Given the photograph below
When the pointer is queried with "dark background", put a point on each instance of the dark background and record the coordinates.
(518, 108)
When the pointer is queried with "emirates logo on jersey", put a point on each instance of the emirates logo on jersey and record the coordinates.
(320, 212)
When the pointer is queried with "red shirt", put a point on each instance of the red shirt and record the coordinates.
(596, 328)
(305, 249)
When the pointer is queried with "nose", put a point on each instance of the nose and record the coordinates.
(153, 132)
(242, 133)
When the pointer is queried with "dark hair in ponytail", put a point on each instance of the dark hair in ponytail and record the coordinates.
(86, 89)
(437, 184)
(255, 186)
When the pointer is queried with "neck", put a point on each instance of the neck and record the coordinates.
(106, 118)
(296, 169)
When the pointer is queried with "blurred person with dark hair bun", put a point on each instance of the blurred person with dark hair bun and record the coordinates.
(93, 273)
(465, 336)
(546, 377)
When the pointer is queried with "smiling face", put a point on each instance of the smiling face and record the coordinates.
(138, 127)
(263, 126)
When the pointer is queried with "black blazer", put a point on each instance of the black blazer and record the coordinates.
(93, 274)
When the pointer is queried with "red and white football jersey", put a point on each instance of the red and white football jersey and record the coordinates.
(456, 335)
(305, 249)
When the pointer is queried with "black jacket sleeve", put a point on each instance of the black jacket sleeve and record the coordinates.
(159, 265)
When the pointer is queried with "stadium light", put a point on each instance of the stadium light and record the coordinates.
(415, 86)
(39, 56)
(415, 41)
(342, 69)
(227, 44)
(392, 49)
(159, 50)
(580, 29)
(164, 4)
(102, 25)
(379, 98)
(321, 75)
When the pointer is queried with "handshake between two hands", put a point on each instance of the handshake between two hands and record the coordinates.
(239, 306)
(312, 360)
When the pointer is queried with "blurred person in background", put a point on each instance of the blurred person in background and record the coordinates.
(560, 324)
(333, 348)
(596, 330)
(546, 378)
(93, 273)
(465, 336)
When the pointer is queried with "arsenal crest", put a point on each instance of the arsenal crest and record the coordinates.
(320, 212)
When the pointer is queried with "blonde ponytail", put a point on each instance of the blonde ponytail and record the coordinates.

======

Write out every record shown above, word for word.

Given the photograph below
When the pointer is queried with "dark background", put a point on each instance of the dark background and record the coordinates.
(518, 108)
When the pointer is queried with "emirates logo on jersey", put a point on each instance of the emirates logo on jersey and record the coordinates.
(320, 212)
When the pointer is queried with "red shirt", put a point on each instance of the red shirt and record the coordinates.
(596, 328)
(305, 249)
When the pointer is queried with "nose", put a point on each instance of the nose and record the coordinates.
(153, 132)
(242, 133)
When the pointer is queried with "dark hair in ponytail", put a point on each instance of the dark hair in ponytail and record the coordinates.
(86, 89)
(437, 184)
(255, 186)
When the pointer is queried with "neck", put a point on each instance of the neck and record the coordinates.
(106, 118)
(296, 169)
When the pointer is queried with "blurred person with dark hair bun", put a point on each instance of the blurred person with dark hair bun and record the coordinates.
(93, 273)
(465, 336)
(546, 377)
When the pointer is queried with "smiling face", put a point on each instance of the smiling face and record the coordinates.
(138, 127)
(263, 126)
When the pointer is queried with "black blazer", put a point on each instance of the black blazer and record the coordinates.
(93, 274)
When the pointer is queried with "red and white football jersey", put a point on each instance of the red and white football jersey and record the coordinates.
(456, 335)
(305, 249)
When the pointer is queried with "black jacket sleeve", put a point on each instance of the black jacket sleeve and record the coordinates.
(159, 265)
When the pointer is queried with "stadium light", put a point on each instance of the stadium light and record the coordinates.
(415, 86)
(39, 56)
(415, 41)
(342, 69)
(227, 44)
(392, 49)
(159, 50)
(580, 29)
(164, 4)
(102, 25)
(379, 98)
(321, 75)
When the pointer is queried with "handshake between two hands", put a point on each instance of the handshake between two hands and record the coordinates.
(239, 306)
(312, 360)
When the pointer is queried with "blurred person in background", put a point on each instance of the blurred person in background and record the coordinates.
(560, 324)
(333, 348)
(596, 330)
(546, 378)
(93, 273)
(465, 336)
When the pointer is queried with "arsenal crest", put a point on each instance of the arsenal crest and record the coordinates.
(320, 212)
When the pointer is queried with "blonde ponytail", put a point on each instance of the blonde ponytail and record the coordinates.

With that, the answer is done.